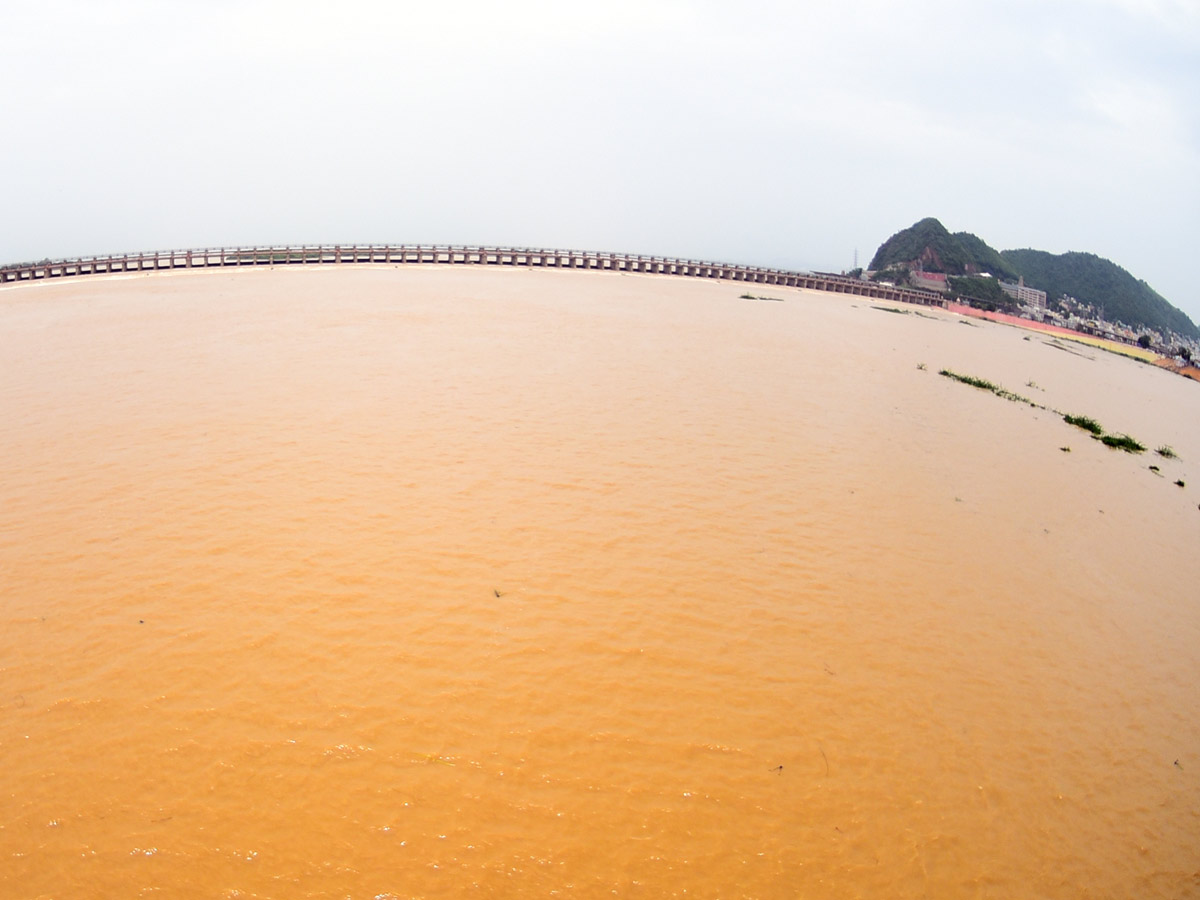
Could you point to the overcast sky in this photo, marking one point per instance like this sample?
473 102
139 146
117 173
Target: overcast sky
781 133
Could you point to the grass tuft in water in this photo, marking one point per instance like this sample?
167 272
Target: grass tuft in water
1122 442
983 384
1083 421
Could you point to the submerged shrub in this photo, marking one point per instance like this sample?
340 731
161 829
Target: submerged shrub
1122 442
1083 421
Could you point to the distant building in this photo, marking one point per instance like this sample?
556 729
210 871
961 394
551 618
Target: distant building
929 281
1024 295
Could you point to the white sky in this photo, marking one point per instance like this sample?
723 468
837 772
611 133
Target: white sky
781 133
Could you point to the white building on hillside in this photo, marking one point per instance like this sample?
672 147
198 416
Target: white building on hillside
1027 297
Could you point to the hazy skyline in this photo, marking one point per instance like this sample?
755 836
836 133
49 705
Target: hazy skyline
787 135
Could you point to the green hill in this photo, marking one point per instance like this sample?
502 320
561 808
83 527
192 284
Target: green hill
1084 276
1102 283
985 258
928 243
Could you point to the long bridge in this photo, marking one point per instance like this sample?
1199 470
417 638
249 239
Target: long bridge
421 255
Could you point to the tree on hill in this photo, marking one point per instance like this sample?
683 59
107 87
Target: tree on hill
1102 283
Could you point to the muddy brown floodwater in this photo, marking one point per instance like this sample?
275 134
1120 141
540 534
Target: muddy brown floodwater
427 582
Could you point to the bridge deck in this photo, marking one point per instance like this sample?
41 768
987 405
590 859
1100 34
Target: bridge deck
420 255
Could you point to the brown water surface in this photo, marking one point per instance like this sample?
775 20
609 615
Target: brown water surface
435 582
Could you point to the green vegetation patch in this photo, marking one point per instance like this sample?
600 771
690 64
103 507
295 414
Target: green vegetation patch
983 384
1083 421
1122 442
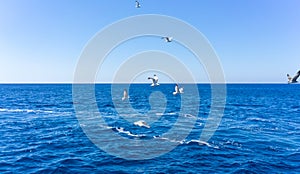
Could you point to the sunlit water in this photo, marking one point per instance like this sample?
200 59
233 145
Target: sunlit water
259 132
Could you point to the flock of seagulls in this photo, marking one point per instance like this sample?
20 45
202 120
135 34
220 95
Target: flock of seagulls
142 123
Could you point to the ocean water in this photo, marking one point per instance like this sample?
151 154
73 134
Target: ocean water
41 132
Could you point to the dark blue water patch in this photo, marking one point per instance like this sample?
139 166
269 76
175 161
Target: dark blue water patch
259 131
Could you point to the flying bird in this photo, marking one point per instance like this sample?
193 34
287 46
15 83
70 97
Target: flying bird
141 123
294 79
125 95
168 39
154 80
137 4
177 90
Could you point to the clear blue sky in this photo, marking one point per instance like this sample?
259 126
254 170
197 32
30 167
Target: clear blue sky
256 40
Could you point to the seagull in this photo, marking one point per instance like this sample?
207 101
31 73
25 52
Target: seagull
137 4
141 123
177 90
294 79
125 95
167 39
154 80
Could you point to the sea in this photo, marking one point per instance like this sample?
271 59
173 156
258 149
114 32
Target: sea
44 128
++++
### The exercise:
Render the rows from the line containing "Could you point to the flying" through the last row as a JSON list of strings, one string per line, with blank lines omitted.

### Exercise answer:
[
  "Could you point to the flying bird in this photo, marking one point per instance like this sample?",
  "193 34",
  "287 46",
  "15 83",
  "70 97",
  "Target: flying bird",
  "141 123",
  "294 79",
  "125 95",
  "168 39",
  "154 80",
  "137 4",
  "177 90",
  "Could you point to the clear blue sky in this photo, marking one point per instance like this sample?",
  "259 126",
  "254 170",
  "197 32",
  "30 167",
  "Target: clear blue sky",
  "256 40",
  "Could you point to the seagull in this photo, marking one point per instance like this sample?",
  "207 101",
  "31 73",
  "25 52",
  "Target: seagull",
  "137 4",
  "141 123",
  "177 90",
  "294 79",
  "125 95",
  "167 39",
  "154 80",
  "Could you point to the sea in this photo, marking one point per instance like this sample?",
  "271 59",
  "173 156",
  "258 149",
  "114 32",
  "Target: sea",
  "44 128"
]